■ Task goal ■
Which of the lines below include the word "this"? Pull each one out.

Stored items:
>>
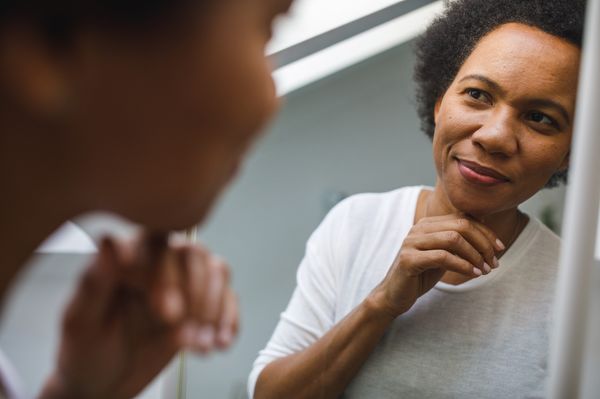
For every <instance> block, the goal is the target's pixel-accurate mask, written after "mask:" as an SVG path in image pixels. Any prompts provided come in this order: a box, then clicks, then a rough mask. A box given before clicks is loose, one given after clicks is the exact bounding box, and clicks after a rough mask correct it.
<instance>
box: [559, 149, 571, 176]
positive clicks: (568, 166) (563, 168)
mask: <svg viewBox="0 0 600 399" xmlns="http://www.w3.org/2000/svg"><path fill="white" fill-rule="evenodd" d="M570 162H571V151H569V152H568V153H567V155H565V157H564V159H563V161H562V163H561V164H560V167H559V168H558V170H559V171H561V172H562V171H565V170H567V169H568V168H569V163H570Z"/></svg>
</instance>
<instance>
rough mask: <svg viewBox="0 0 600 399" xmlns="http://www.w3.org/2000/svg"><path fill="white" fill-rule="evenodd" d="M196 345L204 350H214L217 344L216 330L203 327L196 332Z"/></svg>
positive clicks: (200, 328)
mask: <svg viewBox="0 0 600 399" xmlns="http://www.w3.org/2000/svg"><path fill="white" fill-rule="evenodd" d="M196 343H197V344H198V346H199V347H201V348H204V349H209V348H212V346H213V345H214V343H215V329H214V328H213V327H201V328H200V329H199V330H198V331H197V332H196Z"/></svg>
<<
>>
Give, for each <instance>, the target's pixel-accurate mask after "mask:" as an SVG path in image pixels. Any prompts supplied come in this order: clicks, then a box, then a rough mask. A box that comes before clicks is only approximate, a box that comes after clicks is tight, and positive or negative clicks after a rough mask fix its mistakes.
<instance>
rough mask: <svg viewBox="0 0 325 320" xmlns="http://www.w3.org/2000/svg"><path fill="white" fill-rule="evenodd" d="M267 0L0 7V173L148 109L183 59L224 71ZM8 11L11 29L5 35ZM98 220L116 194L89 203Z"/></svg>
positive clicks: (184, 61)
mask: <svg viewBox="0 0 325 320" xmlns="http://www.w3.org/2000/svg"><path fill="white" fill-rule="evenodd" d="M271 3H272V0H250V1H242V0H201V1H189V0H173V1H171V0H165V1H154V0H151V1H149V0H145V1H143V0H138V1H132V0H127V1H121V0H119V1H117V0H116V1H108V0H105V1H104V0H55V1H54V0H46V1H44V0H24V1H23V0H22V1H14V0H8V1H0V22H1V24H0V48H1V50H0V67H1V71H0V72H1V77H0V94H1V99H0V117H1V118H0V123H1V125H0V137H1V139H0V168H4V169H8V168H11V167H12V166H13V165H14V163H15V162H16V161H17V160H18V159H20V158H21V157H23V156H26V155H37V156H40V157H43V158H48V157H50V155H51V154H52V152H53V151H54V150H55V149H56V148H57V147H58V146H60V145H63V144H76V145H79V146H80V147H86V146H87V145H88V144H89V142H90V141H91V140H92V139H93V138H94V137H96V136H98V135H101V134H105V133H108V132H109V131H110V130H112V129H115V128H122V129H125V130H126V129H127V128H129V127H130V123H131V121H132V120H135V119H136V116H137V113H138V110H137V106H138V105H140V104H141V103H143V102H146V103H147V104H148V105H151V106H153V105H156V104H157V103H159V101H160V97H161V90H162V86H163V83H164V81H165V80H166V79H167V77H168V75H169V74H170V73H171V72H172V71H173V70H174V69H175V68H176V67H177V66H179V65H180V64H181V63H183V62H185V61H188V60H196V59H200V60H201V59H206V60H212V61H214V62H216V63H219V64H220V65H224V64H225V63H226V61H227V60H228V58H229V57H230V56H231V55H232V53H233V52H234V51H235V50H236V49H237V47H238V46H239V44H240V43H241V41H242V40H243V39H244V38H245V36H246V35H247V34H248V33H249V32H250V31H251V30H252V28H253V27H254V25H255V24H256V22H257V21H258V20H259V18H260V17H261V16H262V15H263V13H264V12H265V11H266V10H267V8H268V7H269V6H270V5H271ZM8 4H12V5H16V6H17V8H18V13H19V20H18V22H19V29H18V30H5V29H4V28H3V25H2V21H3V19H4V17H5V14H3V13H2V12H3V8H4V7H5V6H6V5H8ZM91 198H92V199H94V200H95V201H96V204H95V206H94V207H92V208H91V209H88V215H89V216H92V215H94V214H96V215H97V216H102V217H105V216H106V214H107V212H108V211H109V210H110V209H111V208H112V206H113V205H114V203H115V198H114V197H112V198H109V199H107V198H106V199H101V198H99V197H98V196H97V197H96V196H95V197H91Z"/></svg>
<<
■ Exercise result ■
For every <instance> block, the goal is the target's pixel-accurate mask, written after "mask:" as an SVG path in image pixels. Any prompts provided come in this order: a box, then clicks, then a rough mask. A box given before clicks is loose, one given after clicks is the exact bounding box, and clicks after a rough mask correct it.
Give, for each <instance>, the target's pixel-accurate mask after "mask:" as an SVG path in image pixels. Any prompts supplied come in this order: clicks, then a box, then a rough mask. A box that comes before clicks is only approximate, a box that comes after clicks is tight, and positive or negative clicks after a rough mask fix its mistakes.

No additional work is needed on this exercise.